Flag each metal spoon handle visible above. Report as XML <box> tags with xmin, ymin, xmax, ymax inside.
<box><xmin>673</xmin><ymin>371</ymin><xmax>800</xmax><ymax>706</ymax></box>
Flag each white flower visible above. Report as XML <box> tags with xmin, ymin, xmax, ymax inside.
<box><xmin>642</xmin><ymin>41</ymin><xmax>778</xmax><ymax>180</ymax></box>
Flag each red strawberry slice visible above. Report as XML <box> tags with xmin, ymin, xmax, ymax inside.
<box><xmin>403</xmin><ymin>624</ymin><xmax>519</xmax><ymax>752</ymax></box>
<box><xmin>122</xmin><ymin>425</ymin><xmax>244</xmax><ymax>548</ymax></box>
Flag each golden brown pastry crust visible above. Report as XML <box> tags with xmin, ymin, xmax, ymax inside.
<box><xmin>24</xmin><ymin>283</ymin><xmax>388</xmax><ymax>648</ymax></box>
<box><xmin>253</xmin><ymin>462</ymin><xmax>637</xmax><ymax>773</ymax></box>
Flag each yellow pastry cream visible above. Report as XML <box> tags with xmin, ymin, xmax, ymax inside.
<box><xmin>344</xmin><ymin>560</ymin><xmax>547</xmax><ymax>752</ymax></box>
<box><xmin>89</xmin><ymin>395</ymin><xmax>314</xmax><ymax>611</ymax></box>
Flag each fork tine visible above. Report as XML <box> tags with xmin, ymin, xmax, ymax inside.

______

**REQUIREMENTS**.
Arrange every line of the material above as a Markdown table with the columns Row and Line, numbering the rows in order and leaving out blank lines.

**TASK ANSWER**.
| Row | Line |
|---|---|
| 1 | Flag each metal spoon handle visible above. Report as XML <box> tags with xmin, ymin, xmax, ymax inside. |
| 2 | <box><xmin>673</xmin><ymin>371</ymin><xmax>800</xmax><ymax>706</ymax></box> |
| 3 | Flag each white flower visible above. Report as XML <box> tags with xmin, ymin, xmax, ymax inside. |
| 4 | <box><xmin>642</xmin><ymin>41</ymin><xmax>778</xmax><ymax>180</ymax></box> |
| 5 | Flag each red strawberry slice visible above. Report as XML <box> tags with xmin, ymin, xmax, ymax inside. |
| 6 | <box><xmin>403</xmin><ymin>624</ymin><xmax>519</xmax><ymax>752</ymax></box> |
| 7 | <box><xmin>122</xmin><ymin>425</ymin><xmax>244</xmax><ymax>548</ymax></box> |
| 8 | Flag each golden brown pastry crust visible above. Report as XML <box> tags with xmin, ymin, xmax, ymax inside. |
| 9 | <box><xmin>24</xmin><ymin>283</ymin><xmax>388</xmax><ymax>648</ymax></box> |
| 10 | <box><xmin>253</xmin><ymin>462</ymin><xmax>637</xmax><ymax>773</ymax></box> |
| 11 | Flag each yellow pastry cream visible above. Report as XML <box> tags with xmin, ymin, xmax, ymax inside. |
| 12 | <box><xmin>344</xmin><ymin>560</ymin><xmax>547</xmax><ymax>752</ymax></box> |
| 13 | <box><xmin>89</xmin><ymin>395</ymin><xmax>314</xmax><ymax>611</ymax></box> |
| 14 | Flag each fork tine visible above. Report as XML <box> tags with xmin, ymin, xmax, ymax inside. |